Work instructions: Print the data below word for word, starting at the line that contains "For each instance of the church steeple, place" and going through the end of the data, both ends included.

Data section:
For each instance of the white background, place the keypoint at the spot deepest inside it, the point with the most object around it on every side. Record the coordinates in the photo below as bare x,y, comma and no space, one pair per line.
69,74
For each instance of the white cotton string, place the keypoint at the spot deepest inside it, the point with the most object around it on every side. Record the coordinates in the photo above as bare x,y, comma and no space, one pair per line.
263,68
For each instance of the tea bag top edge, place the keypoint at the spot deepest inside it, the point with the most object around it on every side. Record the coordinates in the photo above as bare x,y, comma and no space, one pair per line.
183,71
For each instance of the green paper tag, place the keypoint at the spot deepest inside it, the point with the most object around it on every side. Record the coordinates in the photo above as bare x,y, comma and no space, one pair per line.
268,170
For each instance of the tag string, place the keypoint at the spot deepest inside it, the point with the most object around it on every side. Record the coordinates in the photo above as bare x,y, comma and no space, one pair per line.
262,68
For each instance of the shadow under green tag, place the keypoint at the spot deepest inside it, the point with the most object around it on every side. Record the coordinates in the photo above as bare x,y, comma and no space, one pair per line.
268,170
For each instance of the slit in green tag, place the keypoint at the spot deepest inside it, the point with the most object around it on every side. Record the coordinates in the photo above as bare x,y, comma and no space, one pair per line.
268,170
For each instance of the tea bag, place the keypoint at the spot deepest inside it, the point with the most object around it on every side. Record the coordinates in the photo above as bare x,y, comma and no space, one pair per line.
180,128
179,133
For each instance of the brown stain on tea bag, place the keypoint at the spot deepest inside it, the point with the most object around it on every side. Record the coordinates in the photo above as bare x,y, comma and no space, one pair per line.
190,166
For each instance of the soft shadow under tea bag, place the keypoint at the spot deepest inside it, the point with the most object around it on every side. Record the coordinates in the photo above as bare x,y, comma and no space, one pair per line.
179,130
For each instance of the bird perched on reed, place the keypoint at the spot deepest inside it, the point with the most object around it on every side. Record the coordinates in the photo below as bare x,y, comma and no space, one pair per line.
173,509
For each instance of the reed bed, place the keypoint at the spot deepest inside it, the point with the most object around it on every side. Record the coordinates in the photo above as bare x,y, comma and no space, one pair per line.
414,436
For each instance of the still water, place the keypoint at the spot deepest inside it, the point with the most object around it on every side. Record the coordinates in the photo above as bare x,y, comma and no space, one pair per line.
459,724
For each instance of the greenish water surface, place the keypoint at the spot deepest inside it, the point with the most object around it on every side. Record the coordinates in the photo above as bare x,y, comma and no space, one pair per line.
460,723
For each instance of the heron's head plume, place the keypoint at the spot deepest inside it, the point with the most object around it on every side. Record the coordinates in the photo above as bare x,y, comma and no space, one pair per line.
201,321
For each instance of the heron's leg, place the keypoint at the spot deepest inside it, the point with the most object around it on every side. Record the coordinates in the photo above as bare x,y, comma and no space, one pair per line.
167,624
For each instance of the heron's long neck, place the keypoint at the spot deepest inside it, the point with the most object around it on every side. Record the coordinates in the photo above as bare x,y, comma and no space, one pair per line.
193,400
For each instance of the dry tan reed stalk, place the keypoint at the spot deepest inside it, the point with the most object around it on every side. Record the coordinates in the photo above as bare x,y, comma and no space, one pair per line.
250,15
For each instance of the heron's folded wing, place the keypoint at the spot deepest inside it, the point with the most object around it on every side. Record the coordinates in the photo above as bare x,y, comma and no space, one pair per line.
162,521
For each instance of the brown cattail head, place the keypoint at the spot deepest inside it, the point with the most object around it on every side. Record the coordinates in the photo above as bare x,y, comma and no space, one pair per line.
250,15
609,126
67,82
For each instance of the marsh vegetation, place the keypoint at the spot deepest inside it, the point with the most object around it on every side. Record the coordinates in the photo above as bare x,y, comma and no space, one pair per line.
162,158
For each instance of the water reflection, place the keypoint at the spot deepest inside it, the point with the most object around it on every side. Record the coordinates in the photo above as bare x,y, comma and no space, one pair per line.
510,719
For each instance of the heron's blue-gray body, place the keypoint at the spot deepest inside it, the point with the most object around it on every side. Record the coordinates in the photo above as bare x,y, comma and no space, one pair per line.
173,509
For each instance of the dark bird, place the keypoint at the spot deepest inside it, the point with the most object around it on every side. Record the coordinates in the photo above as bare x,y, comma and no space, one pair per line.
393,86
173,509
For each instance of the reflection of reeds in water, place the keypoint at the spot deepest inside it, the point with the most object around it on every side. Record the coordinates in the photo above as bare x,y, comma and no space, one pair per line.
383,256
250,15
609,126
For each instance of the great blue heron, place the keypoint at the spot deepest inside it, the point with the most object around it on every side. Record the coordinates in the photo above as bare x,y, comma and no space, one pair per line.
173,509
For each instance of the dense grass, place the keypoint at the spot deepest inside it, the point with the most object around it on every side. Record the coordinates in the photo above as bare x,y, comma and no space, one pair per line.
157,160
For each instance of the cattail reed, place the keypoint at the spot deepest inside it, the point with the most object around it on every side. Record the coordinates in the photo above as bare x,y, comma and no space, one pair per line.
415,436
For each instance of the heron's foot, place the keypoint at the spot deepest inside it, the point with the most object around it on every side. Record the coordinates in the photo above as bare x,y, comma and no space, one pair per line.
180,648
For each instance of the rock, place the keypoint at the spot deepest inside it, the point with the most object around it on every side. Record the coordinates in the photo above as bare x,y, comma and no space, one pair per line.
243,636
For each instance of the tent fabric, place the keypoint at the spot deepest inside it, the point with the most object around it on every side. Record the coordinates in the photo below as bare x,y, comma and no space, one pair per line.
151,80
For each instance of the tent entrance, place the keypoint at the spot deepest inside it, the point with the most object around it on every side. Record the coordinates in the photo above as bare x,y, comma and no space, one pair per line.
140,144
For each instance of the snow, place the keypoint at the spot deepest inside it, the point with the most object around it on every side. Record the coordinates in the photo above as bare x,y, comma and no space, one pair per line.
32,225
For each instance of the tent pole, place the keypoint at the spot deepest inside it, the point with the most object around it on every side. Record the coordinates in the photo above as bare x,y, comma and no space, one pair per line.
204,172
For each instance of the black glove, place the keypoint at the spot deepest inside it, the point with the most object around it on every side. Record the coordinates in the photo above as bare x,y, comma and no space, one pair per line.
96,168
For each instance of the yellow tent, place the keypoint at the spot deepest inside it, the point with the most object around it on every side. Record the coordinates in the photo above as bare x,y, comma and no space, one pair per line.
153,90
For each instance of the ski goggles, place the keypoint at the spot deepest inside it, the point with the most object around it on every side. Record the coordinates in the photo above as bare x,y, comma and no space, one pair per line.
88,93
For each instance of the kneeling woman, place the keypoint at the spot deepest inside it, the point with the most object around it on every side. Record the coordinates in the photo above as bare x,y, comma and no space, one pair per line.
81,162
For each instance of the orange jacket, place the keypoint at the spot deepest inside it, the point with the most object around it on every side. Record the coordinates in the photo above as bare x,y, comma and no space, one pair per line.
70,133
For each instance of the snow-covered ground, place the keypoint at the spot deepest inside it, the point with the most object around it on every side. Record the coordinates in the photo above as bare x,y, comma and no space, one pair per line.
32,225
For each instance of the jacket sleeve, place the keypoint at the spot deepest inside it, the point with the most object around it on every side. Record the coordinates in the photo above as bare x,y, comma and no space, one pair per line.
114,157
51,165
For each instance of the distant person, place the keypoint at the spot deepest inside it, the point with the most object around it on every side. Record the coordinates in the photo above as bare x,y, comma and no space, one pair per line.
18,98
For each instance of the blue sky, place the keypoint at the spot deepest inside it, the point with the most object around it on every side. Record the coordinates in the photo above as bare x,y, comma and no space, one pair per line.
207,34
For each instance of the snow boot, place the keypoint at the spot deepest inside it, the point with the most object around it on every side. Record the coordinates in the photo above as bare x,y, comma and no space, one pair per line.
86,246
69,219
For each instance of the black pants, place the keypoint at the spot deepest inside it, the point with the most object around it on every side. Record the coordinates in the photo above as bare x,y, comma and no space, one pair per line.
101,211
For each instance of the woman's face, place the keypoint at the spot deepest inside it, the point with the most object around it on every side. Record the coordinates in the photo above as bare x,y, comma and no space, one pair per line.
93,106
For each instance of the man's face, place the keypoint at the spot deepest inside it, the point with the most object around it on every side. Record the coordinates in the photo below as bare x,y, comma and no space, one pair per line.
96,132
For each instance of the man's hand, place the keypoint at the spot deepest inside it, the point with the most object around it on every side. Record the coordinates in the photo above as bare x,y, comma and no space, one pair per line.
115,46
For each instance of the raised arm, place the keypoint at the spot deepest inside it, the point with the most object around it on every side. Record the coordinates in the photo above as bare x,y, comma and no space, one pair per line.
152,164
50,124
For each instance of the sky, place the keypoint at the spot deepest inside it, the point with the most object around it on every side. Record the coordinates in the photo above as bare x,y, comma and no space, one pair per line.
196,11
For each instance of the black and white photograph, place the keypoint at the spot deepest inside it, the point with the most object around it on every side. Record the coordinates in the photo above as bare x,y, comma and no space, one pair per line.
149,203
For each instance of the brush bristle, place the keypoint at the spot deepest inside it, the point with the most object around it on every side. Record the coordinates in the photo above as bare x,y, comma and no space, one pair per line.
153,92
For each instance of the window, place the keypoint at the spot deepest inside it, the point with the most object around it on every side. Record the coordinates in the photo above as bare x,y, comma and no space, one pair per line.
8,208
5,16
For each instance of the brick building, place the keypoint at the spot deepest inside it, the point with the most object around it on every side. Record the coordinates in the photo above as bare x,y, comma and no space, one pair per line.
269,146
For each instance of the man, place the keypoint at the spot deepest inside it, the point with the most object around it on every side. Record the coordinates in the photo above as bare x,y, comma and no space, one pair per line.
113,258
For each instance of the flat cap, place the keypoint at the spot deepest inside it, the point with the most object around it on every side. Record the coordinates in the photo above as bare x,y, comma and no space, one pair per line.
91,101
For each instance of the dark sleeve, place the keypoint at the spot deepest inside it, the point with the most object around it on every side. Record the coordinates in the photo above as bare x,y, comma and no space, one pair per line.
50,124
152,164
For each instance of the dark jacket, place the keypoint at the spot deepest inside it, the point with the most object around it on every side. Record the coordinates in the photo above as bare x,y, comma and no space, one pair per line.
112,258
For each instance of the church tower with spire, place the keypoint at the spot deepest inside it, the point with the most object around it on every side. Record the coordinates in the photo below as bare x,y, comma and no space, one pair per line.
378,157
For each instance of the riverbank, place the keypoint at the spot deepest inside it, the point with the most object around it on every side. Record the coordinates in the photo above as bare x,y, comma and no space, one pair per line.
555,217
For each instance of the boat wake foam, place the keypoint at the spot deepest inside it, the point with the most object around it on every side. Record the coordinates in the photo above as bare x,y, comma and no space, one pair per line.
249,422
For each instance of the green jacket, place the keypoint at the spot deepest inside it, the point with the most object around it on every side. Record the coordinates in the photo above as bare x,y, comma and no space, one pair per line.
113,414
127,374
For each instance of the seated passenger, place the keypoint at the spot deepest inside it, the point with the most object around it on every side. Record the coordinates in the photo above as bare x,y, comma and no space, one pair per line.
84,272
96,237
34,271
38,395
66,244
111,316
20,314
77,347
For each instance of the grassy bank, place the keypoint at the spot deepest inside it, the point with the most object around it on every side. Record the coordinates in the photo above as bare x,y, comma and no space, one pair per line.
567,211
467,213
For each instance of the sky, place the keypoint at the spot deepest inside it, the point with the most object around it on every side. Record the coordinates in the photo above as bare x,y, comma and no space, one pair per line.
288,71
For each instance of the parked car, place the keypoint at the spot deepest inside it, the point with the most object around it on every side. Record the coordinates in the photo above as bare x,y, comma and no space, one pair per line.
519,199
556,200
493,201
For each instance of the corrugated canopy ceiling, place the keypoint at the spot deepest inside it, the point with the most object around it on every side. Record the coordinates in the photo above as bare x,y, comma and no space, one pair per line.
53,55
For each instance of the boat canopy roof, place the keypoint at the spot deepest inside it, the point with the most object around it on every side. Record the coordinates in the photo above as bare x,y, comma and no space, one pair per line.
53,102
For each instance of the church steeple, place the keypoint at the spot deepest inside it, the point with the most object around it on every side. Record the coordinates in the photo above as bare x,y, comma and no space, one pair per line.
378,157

The reply:
For each instance of the church steeple, place the keypoint at the spot deepest inside it, the point with the most object around it on every side. Record the coordinates in the photo above as bare x,y, comma and no space, one pair per line.
378,157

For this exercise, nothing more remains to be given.